WHAT YOU NEED TO DO - Please copy the entries below word for word, covering only the stretch from the line containing "240, row 19." through the line containing "column 300, row 629", with both of those lines included.

THE INPUT -
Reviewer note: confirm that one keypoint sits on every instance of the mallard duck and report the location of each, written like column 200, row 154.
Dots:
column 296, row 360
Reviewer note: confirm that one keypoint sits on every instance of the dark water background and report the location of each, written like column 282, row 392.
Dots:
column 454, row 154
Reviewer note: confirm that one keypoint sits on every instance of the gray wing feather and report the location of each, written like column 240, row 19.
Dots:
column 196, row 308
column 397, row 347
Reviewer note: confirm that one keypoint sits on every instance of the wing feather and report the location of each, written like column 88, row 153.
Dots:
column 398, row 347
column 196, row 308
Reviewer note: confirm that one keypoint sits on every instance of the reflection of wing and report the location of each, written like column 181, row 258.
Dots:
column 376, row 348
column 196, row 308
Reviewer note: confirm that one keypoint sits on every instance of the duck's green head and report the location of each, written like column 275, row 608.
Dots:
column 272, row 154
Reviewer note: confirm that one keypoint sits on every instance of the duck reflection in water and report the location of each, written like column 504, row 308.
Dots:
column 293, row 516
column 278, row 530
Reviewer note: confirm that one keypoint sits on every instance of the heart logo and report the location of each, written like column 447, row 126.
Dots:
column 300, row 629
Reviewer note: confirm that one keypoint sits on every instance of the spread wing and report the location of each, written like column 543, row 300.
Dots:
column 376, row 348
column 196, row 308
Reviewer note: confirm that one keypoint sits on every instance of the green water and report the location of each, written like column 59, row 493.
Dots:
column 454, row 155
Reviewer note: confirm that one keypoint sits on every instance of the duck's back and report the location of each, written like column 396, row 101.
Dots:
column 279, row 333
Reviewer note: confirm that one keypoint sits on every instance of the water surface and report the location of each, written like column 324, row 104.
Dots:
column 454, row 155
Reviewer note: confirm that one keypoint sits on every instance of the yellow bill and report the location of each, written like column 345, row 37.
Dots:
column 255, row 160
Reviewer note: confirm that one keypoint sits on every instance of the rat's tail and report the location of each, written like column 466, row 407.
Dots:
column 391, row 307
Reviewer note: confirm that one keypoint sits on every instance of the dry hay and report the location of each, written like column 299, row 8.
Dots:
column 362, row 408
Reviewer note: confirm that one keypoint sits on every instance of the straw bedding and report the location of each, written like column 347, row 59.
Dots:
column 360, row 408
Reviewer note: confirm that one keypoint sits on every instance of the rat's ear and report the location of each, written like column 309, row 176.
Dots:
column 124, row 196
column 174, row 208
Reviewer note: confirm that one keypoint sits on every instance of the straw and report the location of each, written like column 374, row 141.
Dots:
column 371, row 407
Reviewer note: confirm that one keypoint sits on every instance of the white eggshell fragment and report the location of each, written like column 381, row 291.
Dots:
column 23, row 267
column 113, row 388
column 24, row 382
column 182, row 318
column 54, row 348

WORKED SOLUTION -
Reviewer note: confirm that one keypoint sits on every instance of the gray wing feather and report the location of each, written like column 240, row 19.
Dots:
column 196, row 308
column 397, row 347
Reviewer note: confirm that one keypoint sits on every instance of the wing feather and report the location of each, written like column 88, row 153.
Dots:
column 398, row 347
column 196, row 308
Reviewer note: confirm that one keypoint sits on every instance of the reflection of wing and report the location of each, written like column 181, row 258.
Dots:
column 376, row 348
column 196, row 308
Reviewer note: confirm that one keypoint sits on every instance of the duck's green head and report the location of each, written like column 275, row 608.
Dots:
column 272, row 154
Reviewer note: confirm that one keypoint sits on every instance of the duck reflection in water and report the location of each, written like column 504, row 308.
Dots:
column 293, row 516
column 278, row 530
Reviewer note: confirm that one keypoint sits on every instance of the heart logo and report the location of each, written like column 447, row 126.
Dots:
column 300, row 629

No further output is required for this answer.